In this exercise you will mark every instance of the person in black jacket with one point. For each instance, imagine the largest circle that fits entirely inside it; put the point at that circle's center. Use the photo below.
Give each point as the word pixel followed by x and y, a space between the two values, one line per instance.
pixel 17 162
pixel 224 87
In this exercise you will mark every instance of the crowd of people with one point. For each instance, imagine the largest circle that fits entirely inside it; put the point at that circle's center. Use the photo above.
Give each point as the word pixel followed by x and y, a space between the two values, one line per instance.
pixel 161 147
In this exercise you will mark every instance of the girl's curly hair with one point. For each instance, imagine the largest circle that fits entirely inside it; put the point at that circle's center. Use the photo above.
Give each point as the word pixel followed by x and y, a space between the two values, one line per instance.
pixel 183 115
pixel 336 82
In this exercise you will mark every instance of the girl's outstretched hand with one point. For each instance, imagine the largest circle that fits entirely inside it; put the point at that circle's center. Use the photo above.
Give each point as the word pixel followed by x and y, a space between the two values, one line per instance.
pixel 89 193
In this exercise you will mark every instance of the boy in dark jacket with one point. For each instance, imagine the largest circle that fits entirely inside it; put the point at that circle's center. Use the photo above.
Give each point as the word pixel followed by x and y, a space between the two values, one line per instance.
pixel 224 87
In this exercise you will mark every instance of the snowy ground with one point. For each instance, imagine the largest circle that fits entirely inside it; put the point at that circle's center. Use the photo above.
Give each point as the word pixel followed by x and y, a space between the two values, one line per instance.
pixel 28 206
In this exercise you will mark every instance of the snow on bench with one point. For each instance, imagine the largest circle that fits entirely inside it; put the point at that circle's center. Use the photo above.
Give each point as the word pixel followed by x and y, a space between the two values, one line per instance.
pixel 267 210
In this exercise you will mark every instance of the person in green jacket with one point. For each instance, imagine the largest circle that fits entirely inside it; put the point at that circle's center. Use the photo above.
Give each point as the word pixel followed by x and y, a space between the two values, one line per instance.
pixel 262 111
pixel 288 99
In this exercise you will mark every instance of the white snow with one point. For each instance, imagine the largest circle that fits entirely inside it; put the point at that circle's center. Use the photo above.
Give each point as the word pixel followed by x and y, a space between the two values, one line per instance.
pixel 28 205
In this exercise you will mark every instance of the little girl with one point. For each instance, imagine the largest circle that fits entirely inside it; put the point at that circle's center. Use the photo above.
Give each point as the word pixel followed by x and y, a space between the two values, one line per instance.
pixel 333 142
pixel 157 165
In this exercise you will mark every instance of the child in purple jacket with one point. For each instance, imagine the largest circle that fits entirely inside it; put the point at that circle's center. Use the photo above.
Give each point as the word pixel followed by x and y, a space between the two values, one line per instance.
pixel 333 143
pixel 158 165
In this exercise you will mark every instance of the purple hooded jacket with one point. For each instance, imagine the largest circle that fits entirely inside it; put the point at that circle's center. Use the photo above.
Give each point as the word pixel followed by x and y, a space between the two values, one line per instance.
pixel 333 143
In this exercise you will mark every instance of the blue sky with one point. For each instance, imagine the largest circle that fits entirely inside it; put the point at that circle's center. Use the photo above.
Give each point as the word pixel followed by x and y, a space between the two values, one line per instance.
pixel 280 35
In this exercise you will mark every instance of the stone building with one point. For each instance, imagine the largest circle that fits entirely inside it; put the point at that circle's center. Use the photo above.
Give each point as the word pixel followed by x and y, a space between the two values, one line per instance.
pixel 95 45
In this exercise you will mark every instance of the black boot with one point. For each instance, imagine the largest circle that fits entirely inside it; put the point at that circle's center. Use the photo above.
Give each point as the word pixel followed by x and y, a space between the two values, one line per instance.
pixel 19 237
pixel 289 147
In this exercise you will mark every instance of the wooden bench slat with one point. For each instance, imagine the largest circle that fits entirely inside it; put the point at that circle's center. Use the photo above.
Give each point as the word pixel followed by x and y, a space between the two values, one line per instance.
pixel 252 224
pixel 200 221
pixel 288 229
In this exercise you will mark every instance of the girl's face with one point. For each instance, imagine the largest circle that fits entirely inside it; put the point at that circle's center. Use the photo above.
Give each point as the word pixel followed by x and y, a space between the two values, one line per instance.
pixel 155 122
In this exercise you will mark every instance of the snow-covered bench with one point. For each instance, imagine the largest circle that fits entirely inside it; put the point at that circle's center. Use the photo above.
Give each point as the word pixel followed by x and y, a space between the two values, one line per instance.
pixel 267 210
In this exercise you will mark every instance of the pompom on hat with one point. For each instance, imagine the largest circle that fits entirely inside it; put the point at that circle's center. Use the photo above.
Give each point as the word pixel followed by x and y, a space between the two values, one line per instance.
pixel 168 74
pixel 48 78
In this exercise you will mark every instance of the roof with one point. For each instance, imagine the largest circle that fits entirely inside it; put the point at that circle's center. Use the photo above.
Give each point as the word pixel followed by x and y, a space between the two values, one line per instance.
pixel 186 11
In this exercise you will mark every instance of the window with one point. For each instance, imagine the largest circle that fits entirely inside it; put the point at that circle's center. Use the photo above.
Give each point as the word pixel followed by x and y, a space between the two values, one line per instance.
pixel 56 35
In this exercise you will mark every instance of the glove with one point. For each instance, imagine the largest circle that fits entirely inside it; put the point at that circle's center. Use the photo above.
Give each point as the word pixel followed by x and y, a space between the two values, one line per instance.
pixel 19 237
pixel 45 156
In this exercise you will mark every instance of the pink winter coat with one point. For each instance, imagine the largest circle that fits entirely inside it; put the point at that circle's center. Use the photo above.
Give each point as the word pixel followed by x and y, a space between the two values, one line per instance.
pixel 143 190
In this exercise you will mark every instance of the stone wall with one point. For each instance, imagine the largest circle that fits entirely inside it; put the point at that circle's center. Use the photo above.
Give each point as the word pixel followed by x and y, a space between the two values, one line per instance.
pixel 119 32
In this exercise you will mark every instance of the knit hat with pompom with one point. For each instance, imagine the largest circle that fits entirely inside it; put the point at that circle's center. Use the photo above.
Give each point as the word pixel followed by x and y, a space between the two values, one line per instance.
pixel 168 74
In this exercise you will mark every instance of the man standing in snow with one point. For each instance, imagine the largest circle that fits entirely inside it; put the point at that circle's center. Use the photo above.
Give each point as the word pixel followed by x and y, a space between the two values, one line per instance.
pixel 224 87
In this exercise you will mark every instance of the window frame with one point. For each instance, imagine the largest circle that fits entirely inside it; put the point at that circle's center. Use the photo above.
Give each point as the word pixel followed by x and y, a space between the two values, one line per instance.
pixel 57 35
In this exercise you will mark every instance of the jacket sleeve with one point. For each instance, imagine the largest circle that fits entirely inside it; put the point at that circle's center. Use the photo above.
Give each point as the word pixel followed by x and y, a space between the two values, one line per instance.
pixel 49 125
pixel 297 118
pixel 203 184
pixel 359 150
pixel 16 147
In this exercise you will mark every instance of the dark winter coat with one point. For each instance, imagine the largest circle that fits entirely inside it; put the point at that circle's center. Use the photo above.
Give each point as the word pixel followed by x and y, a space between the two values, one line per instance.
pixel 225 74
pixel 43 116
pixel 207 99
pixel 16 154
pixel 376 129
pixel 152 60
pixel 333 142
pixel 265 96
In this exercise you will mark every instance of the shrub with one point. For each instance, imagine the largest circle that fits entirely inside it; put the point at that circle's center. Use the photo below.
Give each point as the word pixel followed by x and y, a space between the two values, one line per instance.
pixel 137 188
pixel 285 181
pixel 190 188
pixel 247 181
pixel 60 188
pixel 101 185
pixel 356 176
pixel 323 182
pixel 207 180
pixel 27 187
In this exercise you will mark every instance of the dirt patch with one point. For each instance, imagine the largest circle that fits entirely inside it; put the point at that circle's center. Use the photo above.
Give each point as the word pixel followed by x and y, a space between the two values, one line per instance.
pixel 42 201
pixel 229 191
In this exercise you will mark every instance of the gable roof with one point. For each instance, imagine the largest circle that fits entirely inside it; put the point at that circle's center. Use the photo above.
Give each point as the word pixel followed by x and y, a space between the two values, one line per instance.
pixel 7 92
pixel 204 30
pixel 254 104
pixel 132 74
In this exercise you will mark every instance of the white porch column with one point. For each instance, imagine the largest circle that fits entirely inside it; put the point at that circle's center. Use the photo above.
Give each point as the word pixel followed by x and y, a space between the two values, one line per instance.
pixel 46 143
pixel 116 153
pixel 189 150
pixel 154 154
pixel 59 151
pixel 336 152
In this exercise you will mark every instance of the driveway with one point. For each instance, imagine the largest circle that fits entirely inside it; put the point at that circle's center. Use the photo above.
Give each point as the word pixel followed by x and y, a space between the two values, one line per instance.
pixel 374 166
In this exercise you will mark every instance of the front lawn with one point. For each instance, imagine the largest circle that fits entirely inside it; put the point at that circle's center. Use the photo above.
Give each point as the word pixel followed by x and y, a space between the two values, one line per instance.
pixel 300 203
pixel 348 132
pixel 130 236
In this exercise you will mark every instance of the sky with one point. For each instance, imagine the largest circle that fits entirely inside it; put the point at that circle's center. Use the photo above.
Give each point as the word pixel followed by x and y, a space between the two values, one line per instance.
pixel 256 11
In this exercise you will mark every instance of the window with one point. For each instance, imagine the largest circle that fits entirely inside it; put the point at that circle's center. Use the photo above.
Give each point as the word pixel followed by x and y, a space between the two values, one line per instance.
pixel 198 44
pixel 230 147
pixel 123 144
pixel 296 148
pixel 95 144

### Work to be completed
Go through the listing, and whenever a line contains the string "pompom", copy that line.

### Output of the exercise
In this exercise you will mark every instance of the pompom on hat with one point. For each instance, imagine the largest circle that fits entirely inside it; put the point at that circle's center. Use the photo above.
In this exercise you will mark every instance of the knit hat with pompom with one point. For each instance, imagine the largest circle that fits entirely inside it; put the point at that circle's center. Use the photo above.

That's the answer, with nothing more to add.